Aufgaben:
**1.** Gib aus dem Bericht zum Klinikum Friedrichshafen alles von „Wie die Staatsanwaltschaft“ bis hinunter zu „hinreichenden Tatverdacht festgestellt.“ wortgetreu wieder.
**2.** Fasse den Absatz im Bericht zum Klinikum Friedrichshafen, der mit „Die Staatsanwaltschaft Ravensburg leitete“ beginnt, als kurze Liste mit seinen wichtigsten Fakten zusammen.
**3.** Beantworte diese Fragen zum Bericht zum Klinikum Friedrichshafen:
(a) Auf welcher Station arbeitete Elke Küßner?
(b) Gegen wie viele Beschuldigte leitete die Staatsanwaltschaft Ravensburg Ermittlungen ein?
(c) Auf welchen Tatvorwurf wurde der Vorwurf gegen die Assistenzärztin herabgestuft?
+++ Vorliegender Text +++
Die strafrechtliche Aufarbeitung der Vorkommnisse am Klinikum Friedrichshafen, die durch den Suizid der Oberärztin Elke Küßner im Dezember 2023 öffentlich wurden, hält an. Die Medizinerin, die auf der Intensivstation arbeitete, hatte über mehrere Monate hinweg intern auf Missstände hingewiesen, die Patientenleben gefährden würden.
Gegen sechs Beschuldigte ermittelt
Die Staatsanwaltschaft Ravensburg leitete im Frühjahr 2024 gegen sechs Beschuldigte wegen ärztlicher Fehlbehandlungen Ermittlungen ein. Dabei geht es um den Verdacht von unterlassener Hilfeleistung, Körperverletzung bis hin zu fahrlässiger Tötung. In zwei Fällen wurden die Verfahren bereits im Sommer vergangenen Jahres eingestellt.
Wie die Staatsanwaltschaft Ravensburg nun auf Anfrage mitteilt, wurden im Juni die Strafverfahren gegen zwei weitere Beschuldigte beendet. Bei einem Mediziner habe man keinen hinreichenden Tatverdacht festgestellt.
Fahrlässige Körperverletzung festgestellt
Anders liegt der Fall bei einer Assistenzärztin, gegen die wegen fahrlässiger Tötung ermittelt wurde. Hier sei der Tatvorwurf auf fahrlässige Körperverletzung herabgestuft worden. „Das Verfahren wurde gegen Zahlung eines Geldbetrags eingestellt“, erklärt Oberstaatsanwältin Christine Weiß.
Was bedeutet das? Bei der Einstellung eines Strafverfahrens nach Paragraf 153a der Strafprozessordnung gibt es einen hinreichenden Tatverdacht. Die Ärztin hat sich also der fahrlässigen Körperverletzung schuldig gemacht. Diese Tat stuft die Staatsanwaltschaft aber als Vergehen ein.
+++ Vorliegende Daten +++
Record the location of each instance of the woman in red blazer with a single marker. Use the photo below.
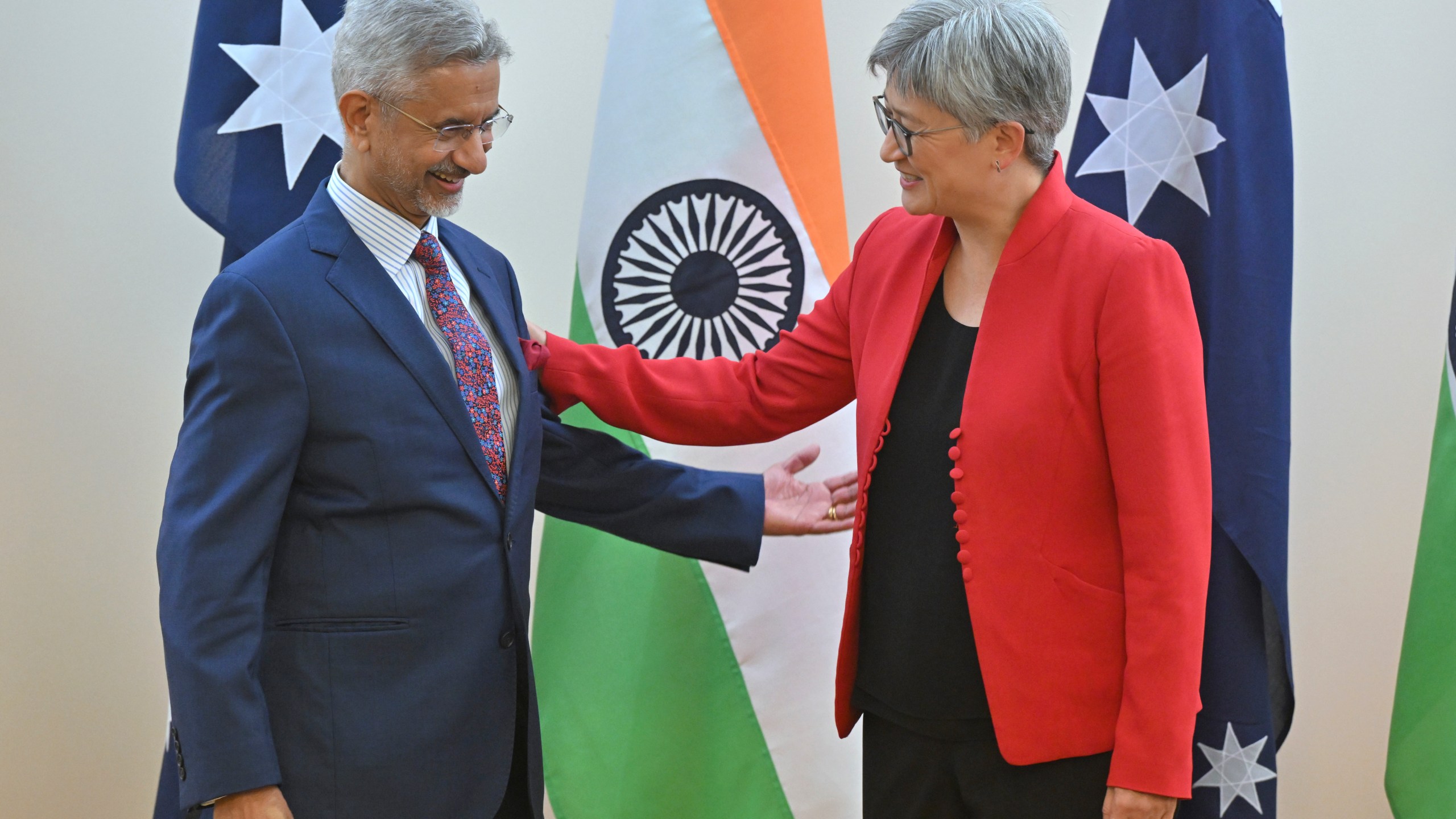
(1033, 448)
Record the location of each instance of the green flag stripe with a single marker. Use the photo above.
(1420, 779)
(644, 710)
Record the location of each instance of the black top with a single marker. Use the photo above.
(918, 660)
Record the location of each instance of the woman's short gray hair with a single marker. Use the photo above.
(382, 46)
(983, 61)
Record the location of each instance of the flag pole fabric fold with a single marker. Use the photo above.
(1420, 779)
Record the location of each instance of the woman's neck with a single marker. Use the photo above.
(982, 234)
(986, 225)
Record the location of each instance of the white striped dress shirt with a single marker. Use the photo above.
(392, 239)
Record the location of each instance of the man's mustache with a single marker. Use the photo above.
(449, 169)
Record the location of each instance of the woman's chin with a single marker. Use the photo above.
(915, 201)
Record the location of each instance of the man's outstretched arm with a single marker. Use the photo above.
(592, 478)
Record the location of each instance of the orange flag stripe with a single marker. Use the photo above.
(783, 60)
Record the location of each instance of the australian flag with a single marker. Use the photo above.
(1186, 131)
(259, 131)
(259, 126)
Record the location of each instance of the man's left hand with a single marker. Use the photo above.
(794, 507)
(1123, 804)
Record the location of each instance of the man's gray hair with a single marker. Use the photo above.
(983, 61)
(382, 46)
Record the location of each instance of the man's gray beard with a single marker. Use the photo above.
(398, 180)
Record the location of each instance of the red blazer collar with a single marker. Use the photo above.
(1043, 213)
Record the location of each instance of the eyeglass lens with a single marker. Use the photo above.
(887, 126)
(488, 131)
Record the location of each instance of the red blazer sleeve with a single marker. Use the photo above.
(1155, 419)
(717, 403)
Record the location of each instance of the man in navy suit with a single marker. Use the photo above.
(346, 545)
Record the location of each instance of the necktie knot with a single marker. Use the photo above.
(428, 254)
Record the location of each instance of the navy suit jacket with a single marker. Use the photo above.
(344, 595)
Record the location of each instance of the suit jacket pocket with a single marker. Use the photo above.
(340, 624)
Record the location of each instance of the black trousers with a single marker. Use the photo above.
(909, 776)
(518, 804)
+++
+++ Vorliegende Daten +++
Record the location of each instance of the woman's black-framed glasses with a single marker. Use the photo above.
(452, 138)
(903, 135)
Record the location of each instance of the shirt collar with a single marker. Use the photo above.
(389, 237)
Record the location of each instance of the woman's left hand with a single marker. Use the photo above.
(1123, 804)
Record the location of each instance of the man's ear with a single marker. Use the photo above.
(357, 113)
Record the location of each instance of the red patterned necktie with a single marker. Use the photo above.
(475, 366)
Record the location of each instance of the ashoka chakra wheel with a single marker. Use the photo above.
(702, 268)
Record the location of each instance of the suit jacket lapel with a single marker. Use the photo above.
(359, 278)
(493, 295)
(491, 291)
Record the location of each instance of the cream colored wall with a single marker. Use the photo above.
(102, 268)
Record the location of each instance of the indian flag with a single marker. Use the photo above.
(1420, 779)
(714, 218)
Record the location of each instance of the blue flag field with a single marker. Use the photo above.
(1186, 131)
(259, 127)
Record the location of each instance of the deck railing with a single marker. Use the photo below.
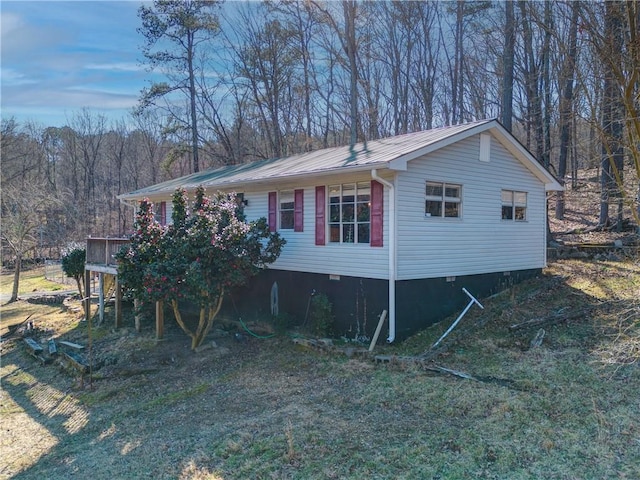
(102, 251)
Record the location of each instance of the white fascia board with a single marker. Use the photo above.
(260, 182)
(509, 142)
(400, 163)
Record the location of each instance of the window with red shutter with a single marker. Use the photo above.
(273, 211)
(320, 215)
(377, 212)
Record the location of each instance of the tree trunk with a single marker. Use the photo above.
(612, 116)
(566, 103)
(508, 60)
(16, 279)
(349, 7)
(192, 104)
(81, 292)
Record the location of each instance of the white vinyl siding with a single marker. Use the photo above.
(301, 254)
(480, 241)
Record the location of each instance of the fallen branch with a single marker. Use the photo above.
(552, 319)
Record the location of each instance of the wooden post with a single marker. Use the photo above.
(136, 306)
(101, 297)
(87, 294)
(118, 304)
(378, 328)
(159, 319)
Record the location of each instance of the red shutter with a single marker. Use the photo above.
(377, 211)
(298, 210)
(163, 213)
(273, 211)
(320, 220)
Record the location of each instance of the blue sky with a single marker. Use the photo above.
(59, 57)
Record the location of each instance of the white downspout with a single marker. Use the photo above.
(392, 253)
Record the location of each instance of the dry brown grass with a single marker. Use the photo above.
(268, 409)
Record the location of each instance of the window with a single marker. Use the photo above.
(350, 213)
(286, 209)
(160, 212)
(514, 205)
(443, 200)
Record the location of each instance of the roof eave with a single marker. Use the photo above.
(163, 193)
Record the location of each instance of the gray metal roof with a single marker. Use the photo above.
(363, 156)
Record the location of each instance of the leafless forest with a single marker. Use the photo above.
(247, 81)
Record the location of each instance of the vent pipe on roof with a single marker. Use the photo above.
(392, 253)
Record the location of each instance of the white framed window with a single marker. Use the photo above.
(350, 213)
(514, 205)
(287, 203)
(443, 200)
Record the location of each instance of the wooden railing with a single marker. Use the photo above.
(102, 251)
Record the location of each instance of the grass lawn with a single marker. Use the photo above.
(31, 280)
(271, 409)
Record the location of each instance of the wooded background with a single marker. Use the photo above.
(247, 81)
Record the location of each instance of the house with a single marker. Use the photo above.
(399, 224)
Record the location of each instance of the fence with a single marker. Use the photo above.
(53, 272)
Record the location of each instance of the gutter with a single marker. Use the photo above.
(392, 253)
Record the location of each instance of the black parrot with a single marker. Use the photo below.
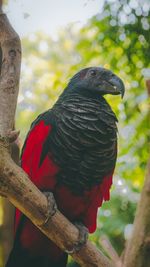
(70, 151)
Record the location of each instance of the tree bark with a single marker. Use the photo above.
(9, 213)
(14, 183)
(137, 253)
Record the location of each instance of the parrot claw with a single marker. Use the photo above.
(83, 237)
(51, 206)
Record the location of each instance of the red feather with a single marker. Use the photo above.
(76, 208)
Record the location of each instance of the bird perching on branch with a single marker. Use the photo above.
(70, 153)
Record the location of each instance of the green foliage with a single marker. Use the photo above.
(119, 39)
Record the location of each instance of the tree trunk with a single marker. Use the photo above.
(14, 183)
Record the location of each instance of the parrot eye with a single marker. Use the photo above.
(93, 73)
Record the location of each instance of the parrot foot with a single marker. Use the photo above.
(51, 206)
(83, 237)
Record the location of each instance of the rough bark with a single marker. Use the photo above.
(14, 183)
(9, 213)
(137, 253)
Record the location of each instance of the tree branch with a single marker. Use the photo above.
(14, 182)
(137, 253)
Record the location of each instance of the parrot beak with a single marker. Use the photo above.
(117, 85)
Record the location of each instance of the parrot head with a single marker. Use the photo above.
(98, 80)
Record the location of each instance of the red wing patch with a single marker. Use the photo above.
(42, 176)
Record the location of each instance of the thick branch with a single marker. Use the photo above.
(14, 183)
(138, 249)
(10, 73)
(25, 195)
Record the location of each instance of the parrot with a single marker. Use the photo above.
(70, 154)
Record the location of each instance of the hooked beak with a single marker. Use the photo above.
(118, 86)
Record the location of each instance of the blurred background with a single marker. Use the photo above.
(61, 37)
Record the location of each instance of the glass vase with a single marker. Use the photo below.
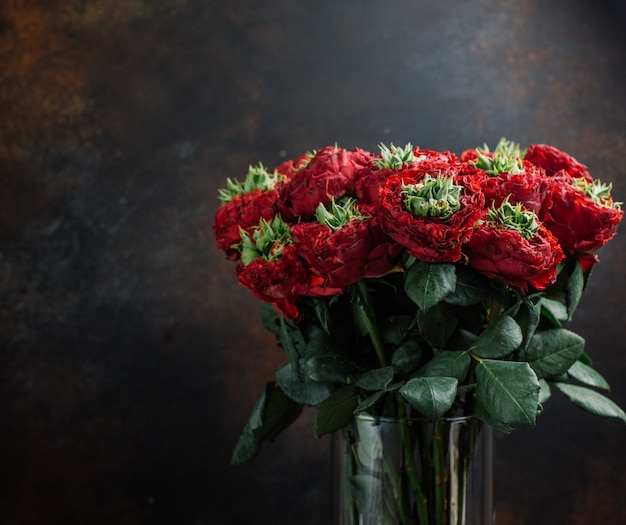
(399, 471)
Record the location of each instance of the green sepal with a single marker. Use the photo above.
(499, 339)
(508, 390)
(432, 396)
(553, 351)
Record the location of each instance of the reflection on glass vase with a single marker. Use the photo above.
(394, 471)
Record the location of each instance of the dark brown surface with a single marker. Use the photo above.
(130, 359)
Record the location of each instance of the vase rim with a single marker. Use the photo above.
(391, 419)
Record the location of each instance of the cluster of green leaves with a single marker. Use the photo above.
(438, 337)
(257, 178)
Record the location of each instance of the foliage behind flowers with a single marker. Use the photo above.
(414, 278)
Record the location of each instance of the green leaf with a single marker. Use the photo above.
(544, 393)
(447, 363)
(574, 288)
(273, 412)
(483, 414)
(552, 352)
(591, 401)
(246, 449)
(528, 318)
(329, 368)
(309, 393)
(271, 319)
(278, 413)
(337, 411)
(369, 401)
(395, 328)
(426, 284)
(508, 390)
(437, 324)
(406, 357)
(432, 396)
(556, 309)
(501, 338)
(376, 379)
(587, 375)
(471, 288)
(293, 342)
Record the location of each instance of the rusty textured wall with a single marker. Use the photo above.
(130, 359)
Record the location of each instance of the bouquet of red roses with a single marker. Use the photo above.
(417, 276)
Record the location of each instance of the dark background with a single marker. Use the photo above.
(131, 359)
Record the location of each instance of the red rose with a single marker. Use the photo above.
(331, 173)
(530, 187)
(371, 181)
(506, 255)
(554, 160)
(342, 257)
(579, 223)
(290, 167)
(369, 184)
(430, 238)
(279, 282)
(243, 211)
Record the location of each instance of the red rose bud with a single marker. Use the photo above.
+++
Lösungen:
**1.**
Wie die Staatsanwaltschaft Ravensburg nun auf Anfrage mitteilt, wurden im Juni die Strafverfahren gegen zwei weitere Beschuldigte beendet. Bei einem Mediziner habe man keinen hinreichenden Tatverdacht festgestellt.

**2.**
- Frühjahr 2024: Die Staatsanwaltschaft Ravensburg ermittelt gegen sechs Beschuldigte wegen ärztlicher Fehlbehandlungen.
- Verdacht: unterlassene Hilfeleistung, Körperverletzung bis hin zu fahrlässiger Tötung
- Zwei Verfahren wurden schon im Sommer vergangenen Jahres eingestellt.

**3.**
(a) Auf der Intensivstation
(b) Gegen sechs Beschuldigte
(c) Auf fahrlässige Körperverletzung